↓↓↓

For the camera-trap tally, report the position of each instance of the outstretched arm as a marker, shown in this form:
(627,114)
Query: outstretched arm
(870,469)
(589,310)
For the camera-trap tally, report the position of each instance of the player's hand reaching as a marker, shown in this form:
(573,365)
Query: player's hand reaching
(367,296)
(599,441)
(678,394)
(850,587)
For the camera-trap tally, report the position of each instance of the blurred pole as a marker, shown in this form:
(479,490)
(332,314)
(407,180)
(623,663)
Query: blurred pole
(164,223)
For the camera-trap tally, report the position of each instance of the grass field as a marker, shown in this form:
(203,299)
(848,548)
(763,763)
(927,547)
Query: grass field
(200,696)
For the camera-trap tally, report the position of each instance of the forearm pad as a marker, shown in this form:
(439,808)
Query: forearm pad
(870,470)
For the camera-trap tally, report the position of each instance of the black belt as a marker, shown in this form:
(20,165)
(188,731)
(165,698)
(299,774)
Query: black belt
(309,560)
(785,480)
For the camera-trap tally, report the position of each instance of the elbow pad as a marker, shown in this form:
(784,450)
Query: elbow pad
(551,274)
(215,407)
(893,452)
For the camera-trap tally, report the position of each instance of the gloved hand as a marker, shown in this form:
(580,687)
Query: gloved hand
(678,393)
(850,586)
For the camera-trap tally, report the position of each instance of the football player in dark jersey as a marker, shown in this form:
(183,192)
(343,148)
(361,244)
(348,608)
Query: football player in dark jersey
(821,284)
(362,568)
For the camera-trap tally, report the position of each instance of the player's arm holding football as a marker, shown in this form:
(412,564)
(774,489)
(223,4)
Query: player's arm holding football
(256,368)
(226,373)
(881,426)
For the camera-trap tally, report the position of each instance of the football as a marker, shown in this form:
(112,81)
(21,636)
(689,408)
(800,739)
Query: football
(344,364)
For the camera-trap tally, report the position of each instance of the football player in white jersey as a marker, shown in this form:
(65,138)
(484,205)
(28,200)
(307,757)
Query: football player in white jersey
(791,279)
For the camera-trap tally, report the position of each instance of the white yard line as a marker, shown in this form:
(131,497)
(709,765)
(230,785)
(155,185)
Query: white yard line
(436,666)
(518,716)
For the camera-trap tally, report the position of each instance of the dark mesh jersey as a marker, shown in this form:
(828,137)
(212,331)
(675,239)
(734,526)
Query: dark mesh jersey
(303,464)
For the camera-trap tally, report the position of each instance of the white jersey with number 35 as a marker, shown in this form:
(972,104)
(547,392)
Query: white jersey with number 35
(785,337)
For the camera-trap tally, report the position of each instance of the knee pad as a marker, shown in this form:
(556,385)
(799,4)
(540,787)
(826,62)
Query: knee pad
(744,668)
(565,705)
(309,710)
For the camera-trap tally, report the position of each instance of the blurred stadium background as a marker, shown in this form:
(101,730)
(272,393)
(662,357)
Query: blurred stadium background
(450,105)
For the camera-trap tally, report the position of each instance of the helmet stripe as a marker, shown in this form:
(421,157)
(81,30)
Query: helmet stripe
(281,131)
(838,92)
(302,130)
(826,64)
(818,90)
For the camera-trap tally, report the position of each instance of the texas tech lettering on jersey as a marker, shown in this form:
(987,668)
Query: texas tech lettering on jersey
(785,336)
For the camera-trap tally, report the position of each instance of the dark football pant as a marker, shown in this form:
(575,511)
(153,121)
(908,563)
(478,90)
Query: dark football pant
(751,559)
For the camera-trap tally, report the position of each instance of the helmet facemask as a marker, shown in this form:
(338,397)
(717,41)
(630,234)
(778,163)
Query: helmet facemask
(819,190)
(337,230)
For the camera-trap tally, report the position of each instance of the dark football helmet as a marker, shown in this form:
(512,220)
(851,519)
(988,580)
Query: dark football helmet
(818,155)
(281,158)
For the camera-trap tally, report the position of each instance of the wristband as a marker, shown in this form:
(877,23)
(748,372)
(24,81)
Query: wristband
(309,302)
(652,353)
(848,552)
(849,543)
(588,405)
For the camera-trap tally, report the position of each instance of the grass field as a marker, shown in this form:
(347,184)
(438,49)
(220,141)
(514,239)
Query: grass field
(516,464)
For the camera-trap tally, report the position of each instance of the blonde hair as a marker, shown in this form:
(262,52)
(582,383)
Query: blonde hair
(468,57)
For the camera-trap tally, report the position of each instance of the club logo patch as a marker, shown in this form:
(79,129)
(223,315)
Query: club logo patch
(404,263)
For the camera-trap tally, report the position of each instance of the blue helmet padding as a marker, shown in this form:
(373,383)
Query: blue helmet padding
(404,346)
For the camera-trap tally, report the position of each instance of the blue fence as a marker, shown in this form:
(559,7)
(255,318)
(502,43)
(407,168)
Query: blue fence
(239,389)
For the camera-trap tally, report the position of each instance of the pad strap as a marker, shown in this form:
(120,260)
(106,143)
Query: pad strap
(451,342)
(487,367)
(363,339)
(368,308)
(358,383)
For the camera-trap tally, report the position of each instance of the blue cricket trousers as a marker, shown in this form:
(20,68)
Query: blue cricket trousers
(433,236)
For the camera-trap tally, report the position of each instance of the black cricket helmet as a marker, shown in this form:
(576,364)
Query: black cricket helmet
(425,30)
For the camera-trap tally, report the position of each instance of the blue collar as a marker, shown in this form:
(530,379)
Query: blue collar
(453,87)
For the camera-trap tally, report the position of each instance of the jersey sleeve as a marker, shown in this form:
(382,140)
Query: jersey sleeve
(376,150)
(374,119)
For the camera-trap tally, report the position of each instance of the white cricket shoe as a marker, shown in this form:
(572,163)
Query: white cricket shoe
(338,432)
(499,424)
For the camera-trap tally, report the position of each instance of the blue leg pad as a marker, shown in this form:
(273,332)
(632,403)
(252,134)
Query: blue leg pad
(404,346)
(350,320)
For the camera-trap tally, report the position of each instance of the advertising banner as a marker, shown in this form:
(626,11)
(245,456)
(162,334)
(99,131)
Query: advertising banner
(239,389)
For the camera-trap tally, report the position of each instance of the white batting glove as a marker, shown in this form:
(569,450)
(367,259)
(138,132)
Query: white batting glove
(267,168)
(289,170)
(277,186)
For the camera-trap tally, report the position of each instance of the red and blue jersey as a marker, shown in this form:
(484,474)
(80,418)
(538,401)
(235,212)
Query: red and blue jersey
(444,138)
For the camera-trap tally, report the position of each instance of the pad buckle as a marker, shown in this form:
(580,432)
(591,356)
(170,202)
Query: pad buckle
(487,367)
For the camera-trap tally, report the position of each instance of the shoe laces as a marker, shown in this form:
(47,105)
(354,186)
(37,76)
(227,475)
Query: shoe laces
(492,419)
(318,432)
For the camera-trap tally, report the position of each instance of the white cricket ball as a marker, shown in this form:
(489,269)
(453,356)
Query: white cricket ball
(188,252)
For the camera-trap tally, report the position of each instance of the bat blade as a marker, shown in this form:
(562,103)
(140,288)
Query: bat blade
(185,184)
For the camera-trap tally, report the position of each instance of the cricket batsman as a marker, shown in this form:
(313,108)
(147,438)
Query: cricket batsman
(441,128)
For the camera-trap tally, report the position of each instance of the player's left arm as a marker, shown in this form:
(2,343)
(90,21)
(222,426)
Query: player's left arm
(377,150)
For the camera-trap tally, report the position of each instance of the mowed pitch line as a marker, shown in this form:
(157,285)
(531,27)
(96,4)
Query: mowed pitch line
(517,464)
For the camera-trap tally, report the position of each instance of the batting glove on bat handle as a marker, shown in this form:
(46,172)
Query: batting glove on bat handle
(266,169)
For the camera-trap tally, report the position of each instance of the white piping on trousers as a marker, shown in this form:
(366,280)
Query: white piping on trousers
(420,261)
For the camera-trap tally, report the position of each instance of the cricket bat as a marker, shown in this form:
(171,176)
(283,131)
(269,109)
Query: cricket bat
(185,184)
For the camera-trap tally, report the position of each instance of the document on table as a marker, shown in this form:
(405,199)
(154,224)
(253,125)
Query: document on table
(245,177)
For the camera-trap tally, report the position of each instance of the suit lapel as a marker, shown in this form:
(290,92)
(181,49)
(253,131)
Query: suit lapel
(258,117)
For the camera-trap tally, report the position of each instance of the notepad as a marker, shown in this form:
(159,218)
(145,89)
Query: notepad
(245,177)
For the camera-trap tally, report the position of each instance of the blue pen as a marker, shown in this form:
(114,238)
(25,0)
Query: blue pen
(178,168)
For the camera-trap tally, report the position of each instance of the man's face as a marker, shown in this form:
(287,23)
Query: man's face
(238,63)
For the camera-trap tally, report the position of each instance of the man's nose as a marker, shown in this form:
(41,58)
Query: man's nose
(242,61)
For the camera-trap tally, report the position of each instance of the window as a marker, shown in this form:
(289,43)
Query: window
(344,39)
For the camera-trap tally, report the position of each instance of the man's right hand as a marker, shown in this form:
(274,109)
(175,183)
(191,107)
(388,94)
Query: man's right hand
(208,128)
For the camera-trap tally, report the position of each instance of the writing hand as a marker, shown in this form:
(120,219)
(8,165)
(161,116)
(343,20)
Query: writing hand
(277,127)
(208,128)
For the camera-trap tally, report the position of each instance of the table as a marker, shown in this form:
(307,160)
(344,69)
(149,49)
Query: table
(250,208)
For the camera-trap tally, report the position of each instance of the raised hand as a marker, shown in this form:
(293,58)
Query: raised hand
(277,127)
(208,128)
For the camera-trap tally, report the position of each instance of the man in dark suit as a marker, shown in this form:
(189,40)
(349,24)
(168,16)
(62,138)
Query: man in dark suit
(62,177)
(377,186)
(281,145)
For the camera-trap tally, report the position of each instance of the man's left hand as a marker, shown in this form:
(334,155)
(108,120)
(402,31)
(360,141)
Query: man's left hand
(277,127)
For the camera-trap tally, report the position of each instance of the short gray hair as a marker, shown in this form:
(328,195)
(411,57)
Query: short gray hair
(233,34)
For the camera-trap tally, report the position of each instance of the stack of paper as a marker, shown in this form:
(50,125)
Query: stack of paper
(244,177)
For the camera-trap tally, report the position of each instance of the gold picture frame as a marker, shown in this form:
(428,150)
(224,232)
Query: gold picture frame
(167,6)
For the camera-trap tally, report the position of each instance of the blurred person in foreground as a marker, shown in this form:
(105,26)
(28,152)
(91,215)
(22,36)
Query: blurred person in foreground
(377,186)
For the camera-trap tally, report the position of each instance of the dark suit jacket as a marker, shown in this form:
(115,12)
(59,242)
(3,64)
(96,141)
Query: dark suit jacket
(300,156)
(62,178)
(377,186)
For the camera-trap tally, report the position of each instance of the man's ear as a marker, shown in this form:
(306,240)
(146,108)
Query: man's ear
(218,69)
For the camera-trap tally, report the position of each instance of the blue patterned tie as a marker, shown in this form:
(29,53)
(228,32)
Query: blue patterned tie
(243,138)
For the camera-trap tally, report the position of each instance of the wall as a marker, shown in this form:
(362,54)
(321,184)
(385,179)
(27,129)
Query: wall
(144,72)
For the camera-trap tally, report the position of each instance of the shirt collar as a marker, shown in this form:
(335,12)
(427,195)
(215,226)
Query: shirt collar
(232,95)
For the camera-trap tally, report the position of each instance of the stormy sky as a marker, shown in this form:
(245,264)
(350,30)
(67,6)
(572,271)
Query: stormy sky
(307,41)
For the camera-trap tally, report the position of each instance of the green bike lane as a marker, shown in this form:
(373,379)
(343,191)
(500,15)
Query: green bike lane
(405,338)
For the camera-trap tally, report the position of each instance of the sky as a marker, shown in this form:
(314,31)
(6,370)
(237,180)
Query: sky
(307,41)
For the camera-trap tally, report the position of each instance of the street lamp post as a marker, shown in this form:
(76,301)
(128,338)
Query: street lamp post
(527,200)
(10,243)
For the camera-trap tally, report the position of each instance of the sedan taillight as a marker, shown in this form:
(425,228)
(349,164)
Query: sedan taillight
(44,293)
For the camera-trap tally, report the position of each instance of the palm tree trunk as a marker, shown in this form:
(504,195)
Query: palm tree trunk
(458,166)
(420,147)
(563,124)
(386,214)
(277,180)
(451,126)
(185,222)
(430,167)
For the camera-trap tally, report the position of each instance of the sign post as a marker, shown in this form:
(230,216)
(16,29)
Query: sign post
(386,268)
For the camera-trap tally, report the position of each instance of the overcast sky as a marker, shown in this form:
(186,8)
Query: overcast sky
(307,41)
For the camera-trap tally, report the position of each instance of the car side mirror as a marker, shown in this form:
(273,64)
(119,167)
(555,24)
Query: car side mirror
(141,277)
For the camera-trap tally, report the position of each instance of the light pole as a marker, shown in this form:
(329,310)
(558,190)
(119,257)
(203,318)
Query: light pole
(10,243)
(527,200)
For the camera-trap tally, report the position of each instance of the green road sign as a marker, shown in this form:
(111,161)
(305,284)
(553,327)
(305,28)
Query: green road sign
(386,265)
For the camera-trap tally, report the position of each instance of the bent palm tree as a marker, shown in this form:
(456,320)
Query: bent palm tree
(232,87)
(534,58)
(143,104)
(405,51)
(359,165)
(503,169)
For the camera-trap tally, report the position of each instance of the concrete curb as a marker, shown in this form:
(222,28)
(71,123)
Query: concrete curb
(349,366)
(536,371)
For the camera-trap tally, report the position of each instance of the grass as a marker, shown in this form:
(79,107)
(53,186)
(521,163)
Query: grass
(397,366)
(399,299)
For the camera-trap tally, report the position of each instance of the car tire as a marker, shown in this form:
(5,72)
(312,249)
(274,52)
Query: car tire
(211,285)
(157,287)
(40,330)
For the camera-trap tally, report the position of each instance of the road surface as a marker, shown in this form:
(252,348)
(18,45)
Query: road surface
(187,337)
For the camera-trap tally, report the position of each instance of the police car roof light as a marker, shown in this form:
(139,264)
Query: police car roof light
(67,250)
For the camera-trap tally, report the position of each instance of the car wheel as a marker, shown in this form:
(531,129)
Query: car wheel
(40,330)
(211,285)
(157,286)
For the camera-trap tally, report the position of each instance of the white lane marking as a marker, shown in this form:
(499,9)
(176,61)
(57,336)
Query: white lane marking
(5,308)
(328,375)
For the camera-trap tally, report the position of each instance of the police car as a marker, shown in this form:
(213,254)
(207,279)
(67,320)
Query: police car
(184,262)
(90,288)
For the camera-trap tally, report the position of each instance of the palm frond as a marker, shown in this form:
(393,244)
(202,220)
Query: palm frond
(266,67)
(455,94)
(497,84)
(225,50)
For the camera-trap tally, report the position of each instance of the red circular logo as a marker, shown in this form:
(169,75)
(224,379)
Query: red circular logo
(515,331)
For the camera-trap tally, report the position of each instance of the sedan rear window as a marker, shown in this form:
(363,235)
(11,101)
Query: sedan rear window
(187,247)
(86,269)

↑↑↑

To be done
Extract, exactly, the lines above that begin at the line containing "of the road" and end at the final line of the records; add no other text.

Exercise result
For the camera-trap tally, report the position of each instance of the road surface as a marker, shown in this form:
(252,348)
(18,45)
Query: road surface
(187,337)
For the camera-trap tally, report the position of each instance of the police car roof light as a marker, shown in this form:
(139,264)
Query: police car roof light
(67,250)
For the camera-trap tally, report the position of each instance of the car wheel as a marker, shown in this form:
(531,129)
Query: car wheel
(40,330)
(211,285)
(157,286)
For the camera-trap tally, report the position of each instance of the white lane marking as a marker, shown in this form:
(499,9)
(176,61)
(57,336)
Query: white lane marking
(5,308)
(328,375)
For the camera-trap tally, report the position of each instance of the police car as a marker, shown in this form:
(213,254)
(207,279)
(67,320)
Query: police car
(184,262)
(90,288)
For the camera-trap tally, report the position of each instance of the palm frond as a marker, shown in this form:
(393,244)
(202,220)
Query: palm frond
(266,67)
(455,94)
(497,84)
(225,50)
For the camera-trap tally, report the position of each instance of the red circular logo as a marker, shown in this form:
(169,75)
(224,379)
Query: red circular logo
(515,331)
For the camera-trap tally, report the position of each instance of the sedan rear window as a marker, shown in this form:
(363,235)
(11,101)
Query: sedan rear window
(187,247)
(86,269)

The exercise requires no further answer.